- [Exercise details]: What you produce should be every line from the data that includes "mossy".

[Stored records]
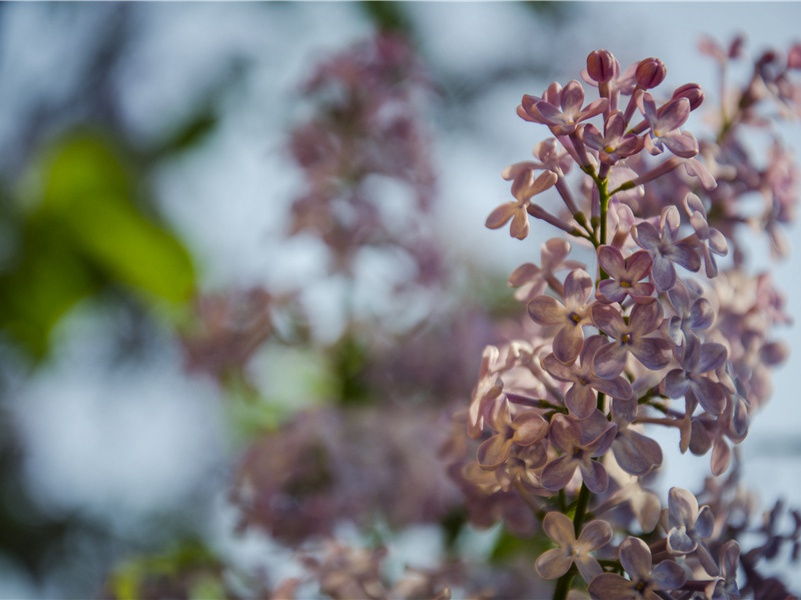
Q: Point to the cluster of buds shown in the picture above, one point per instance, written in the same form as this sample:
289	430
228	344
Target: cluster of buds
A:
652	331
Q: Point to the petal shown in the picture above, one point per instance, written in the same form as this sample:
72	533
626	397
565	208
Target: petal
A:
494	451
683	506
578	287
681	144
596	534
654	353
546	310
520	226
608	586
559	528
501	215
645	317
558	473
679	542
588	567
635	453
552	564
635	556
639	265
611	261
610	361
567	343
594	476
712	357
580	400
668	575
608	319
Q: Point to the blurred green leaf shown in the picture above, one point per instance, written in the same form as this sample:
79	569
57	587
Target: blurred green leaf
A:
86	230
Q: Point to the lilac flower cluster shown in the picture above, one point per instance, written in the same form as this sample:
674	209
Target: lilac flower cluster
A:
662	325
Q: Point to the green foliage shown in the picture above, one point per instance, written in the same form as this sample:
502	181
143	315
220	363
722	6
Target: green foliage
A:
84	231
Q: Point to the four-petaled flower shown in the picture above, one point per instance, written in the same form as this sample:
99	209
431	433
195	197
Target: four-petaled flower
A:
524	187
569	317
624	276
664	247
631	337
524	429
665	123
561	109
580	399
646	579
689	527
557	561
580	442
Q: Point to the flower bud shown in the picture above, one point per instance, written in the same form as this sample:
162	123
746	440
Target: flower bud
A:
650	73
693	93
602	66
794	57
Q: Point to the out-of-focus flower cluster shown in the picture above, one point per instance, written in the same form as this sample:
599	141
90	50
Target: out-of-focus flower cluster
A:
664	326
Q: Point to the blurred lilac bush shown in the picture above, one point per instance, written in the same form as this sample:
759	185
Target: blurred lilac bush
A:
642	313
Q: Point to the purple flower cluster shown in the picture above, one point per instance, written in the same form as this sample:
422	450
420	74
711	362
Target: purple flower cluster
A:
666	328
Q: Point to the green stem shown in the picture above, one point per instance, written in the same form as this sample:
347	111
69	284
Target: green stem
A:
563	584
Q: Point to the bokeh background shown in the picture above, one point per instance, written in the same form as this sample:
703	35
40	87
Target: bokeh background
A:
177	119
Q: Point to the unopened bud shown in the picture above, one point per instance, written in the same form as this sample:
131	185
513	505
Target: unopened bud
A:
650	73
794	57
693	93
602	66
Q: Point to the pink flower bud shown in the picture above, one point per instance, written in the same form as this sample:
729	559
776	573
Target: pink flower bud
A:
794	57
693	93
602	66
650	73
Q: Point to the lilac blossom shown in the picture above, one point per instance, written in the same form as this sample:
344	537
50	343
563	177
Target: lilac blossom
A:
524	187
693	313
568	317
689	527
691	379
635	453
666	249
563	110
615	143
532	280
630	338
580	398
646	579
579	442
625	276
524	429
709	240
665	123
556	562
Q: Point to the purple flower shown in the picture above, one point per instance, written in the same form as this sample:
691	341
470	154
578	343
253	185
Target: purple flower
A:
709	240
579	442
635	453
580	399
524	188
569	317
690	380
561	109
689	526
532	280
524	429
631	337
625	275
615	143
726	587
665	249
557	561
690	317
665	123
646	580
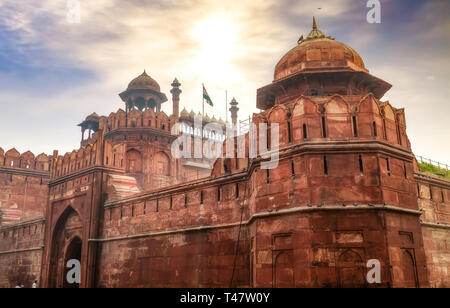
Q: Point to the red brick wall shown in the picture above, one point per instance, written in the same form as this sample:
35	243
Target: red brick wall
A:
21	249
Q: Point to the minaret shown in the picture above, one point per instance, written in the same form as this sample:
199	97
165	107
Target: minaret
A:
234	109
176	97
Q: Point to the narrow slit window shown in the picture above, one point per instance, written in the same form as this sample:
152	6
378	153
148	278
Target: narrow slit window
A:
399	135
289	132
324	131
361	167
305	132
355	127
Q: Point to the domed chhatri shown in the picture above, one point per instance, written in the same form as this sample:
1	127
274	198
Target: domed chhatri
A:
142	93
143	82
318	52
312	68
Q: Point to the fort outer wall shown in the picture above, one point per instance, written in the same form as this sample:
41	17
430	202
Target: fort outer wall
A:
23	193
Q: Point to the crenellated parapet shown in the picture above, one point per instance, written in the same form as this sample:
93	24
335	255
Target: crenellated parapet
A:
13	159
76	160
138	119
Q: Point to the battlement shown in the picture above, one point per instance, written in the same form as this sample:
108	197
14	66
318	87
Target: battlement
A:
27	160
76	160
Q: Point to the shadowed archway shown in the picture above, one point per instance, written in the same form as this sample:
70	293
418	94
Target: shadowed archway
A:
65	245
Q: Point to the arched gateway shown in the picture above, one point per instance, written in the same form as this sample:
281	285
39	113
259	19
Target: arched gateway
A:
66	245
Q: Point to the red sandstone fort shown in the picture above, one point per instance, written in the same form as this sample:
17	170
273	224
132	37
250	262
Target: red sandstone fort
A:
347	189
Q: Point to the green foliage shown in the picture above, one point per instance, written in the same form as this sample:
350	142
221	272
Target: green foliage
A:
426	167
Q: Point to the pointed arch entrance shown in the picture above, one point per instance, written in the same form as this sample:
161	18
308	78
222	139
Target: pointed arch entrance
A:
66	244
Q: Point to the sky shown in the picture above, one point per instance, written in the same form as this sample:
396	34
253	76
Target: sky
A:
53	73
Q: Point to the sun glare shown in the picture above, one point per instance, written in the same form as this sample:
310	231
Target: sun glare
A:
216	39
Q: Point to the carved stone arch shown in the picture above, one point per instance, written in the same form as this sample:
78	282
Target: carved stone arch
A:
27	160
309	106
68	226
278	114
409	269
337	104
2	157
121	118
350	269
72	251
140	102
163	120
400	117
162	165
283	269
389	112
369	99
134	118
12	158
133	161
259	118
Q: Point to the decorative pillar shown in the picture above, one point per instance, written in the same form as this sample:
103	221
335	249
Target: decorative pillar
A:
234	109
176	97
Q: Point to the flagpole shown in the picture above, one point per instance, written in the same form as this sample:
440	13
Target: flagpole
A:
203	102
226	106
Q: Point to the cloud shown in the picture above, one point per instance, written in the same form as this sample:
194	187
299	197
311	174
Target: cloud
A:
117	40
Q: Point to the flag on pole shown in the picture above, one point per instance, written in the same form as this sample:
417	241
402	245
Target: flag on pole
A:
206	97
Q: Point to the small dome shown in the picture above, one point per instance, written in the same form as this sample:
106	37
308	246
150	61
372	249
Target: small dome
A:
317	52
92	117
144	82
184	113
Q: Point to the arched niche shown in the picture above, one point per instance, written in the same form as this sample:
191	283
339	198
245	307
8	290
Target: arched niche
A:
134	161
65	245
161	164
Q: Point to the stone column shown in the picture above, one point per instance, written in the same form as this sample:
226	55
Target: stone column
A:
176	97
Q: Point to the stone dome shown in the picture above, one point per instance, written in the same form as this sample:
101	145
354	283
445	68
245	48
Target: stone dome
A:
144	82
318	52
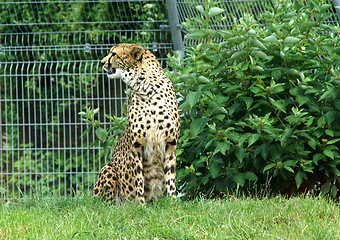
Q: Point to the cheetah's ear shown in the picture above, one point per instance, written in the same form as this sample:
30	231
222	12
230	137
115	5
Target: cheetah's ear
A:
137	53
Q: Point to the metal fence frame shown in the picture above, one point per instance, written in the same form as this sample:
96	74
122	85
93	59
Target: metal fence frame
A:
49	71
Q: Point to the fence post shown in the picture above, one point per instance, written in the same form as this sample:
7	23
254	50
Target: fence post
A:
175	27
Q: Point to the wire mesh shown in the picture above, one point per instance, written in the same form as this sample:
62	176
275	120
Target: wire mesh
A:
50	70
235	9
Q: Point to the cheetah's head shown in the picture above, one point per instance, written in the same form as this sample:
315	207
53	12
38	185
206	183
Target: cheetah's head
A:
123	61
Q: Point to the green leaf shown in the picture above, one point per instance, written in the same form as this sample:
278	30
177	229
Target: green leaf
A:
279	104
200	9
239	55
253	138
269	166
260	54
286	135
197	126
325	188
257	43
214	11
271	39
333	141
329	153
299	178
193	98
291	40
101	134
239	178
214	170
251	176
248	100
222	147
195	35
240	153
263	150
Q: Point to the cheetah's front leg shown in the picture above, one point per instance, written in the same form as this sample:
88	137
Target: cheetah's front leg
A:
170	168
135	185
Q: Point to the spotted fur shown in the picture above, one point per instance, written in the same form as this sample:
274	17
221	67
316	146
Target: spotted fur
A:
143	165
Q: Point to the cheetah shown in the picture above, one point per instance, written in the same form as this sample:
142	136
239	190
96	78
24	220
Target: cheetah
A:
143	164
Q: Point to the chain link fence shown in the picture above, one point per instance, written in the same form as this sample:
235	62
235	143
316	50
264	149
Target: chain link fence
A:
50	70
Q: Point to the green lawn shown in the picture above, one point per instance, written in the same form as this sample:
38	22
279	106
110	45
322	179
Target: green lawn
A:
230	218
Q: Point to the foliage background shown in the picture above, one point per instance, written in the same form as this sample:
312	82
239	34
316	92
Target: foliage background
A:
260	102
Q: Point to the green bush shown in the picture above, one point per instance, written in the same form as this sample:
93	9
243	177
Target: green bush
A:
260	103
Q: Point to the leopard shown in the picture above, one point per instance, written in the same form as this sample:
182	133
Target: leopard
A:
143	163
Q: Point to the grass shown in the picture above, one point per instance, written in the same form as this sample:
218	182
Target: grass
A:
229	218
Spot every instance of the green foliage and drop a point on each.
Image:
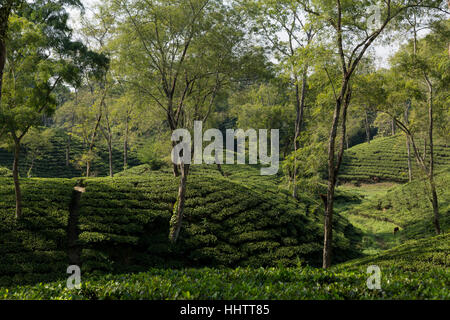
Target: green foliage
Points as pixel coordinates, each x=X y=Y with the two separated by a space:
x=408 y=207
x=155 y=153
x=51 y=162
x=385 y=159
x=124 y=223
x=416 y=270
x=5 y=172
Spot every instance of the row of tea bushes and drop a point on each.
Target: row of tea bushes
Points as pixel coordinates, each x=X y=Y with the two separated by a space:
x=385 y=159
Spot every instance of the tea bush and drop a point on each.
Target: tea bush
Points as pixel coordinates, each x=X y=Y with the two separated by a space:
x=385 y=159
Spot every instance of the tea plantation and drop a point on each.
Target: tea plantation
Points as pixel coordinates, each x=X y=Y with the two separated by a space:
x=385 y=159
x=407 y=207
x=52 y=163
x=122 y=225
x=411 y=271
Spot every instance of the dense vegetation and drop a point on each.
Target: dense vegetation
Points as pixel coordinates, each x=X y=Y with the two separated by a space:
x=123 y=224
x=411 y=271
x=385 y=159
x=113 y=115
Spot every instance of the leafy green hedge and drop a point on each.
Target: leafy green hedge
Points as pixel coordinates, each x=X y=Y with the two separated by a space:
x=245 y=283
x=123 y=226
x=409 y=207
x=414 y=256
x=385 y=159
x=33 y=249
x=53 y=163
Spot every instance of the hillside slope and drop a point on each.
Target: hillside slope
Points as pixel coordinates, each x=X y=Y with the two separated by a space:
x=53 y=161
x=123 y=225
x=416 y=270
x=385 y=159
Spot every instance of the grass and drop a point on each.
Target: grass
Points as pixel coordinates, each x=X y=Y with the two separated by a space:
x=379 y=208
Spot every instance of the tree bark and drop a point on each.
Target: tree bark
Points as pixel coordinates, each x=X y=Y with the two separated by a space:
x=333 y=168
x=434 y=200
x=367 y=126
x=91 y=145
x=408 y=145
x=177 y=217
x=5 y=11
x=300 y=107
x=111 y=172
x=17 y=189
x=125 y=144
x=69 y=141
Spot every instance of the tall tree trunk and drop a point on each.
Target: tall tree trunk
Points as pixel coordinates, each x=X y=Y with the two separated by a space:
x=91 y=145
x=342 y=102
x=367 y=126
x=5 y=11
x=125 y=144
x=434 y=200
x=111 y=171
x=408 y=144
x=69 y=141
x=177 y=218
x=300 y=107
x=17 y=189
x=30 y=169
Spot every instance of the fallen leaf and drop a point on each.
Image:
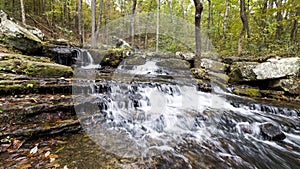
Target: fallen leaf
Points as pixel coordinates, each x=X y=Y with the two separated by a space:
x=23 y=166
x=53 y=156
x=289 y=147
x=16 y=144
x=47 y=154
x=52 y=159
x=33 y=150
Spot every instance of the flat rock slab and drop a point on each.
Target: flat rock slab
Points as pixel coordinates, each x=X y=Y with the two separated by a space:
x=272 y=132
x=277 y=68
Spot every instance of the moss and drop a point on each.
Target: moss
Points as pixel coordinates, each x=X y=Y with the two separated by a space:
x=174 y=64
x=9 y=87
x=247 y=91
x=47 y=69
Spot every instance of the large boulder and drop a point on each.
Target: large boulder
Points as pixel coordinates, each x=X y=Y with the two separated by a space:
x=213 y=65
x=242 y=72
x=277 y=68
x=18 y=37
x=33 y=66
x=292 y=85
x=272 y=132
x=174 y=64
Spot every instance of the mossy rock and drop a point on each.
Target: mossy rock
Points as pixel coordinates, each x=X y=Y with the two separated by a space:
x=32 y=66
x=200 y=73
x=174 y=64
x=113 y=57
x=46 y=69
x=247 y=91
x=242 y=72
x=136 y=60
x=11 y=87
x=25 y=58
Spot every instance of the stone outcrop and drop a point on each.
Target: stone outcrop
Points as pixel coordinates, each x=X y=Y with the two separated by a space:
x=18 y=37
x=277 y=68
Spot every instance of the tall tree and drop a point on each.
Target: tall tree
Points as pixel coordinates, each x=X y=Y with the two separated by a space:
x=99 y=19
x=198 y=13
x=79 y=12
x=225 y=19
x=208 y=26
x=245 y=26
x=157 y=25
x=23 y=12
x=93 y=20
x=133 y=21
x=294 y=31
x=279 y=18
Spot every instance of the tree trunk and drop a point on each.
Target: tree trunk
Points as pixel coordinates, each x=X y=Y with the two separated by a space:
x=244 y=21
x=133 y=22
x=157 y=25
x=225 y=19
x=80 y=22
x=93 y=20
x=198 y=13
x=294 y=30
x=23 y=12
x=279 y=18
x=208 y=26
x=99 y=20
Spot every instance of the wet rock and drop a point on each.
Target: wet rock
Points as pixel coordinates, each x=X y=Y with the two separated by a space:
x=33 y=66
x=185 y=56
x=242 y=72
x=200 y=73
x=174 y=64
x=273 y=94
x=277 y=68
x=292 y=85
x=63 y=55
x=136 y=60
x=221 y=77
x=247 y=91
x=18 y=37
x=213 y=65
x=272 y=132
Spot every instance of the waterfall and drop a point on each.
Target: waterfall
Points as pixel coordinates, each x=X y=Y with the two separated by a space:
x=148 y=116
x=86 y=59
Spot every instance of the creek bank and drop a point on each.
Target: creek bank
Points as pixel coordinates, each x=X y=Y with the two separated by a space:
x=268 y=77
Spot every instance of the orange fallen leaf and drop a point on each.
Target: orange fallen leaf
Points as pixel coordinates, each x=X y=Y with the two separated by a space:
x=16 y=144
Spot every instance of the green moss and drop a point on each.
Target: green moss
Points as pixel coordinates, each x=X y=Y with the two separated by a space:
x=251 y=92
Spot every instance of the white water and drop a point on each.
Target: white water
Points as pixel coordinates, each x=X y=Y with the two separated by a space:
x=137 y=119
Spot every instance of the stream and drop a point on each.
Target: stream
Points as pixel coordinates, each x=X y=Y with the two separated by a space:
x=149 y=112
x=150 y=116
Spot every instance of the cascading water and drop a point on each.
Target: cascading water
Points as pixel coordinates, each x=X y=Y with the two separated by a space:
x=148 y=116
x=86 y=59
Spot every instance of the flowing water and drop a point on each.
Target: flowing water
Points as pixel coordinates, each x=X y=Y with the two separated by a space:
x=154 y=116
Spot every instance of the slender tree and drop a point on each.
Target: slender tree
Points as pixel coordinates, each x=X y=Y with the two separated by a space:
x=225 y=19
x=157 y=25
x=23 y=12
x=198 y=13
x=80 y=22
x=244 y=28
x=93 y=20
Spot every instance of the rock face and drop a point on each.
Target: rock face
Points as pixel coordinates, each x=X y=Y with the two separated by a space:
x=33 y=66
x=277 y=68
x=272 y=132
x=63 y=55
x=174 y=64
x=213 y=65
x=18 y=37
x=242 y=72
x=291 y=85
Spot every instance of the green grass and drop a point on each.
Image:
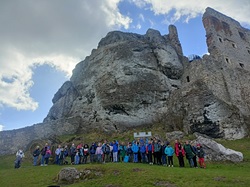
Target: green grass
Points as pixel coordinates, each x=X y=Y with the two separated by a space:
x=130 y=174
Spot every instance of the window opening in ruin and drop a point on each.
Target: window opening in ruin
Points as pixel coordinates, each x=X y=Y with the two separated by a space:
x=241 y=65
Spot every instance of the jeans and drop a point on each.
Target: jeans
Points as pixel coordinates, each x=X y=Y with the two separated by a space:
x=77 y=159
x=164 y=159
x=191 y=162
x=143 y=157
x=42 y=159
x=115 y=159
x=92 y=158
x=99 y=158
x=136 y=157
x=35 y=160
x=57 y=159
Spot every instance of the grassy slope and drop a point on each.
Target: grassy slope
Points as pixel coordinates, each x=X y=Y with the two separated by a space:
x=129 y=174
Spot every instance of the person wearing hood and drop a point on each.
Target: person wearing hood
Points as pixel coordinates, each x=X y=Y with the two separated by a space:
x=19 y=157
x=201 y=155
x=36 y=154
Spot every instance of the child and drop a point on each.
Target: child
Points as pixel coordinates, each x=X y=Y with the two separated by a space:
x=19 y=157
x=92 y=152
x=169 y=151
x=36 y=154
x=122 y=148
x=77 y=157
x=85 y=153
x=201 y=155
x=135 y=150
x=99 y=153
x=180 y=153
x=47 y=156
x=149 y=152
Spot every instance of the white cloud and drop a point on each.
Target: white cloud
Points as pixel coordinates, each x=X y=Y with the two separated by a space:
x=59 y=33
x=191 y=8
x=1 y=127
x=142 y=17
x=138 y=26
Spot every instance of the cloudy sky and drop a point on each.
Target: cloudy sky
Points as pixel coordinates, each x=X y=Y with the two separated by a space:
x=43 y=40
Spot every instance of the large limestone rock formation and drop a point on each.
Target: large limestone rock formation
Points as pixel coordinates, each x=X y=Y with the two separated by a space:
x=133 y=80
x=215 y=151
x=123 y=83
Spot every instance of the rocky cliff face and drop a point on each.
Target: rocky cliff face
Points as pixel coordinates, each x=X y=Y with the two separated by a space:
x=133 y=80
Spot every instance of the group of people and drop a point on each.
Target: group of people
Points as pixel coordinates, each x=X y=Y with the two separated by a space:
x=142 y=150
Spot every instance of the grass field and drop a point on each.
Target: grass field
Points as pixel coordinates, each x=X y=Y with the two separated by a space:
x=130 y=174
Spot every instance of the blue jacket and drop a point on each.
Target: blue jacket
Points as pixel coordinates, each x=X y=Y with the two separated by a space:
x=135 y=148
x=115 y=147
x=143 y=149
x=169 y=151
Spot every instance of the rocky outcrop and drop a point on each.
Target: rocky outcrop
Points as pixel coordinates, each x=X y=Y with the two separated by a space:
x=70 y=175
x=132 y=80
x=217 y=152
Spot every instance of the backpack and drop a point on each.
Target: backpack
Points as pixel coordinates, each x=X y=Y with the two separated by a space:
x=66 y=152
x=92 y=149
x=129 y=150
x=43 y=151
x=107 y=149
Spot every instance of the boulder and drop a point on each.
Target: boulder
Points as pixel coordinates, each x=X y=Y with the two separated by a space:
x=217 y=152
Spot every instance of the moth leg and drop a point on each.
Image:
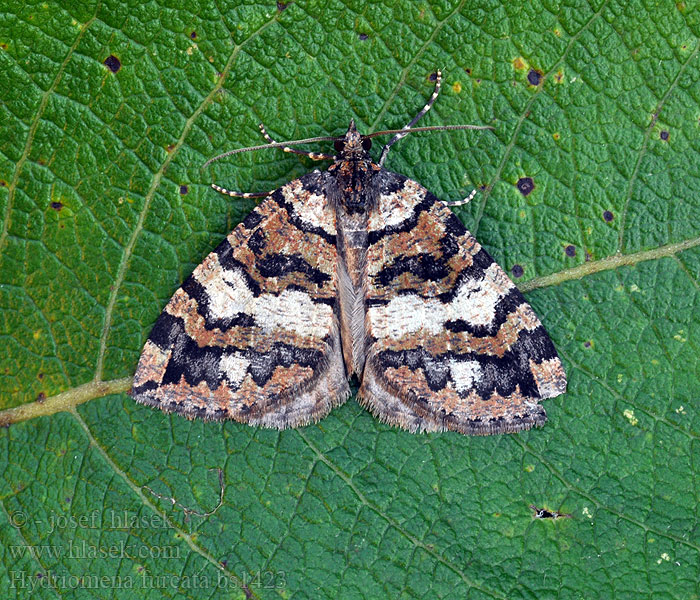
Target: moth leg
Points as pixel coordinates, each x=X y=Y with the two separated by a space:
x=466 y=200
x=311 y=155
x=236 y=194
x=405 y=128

- [Solution for this exercise]:
Spot every instance of the mossy rock and drop a point on each.
Target: mossy rock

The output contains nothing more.